# Your instructions:
Read the records and write them out again exactly.

>> Start Input records

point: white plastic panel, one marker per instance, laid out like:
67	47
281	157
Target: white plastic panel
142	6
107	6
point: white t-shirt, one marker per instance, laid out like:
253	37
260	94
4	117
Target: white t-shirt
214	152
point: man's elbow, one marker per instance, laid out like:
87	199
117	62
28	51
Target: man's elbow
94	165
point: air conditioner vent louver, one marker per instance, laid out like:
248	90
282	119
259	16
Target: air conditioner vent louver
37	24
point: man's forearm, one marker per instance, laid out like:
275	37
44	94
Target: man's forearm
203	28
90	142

>> End Input records

# Output for this task:
point: white plastic panel, one marker per instance, laid out like:
67	47
281	157
Target: white plastic panel
142	6
107	6
point: white t-shirt, one marker per instance, laid out like:
253	37
260	94
4	117
Target: white t-shirt
214	152
point: man's elbow, one marker per instance, laid out like:
87	199
117	62
28	51
Target: man's elbow
94	165
point: air conditioner vent louver, one marker per instance, laid out like:
248	90
282	119
259	16
Target: air conditioner vent louver
37	24
point: man's forearm, one marker per instance, laid out like:
275	37
44	94
Target: man's forearm
203	28
90	142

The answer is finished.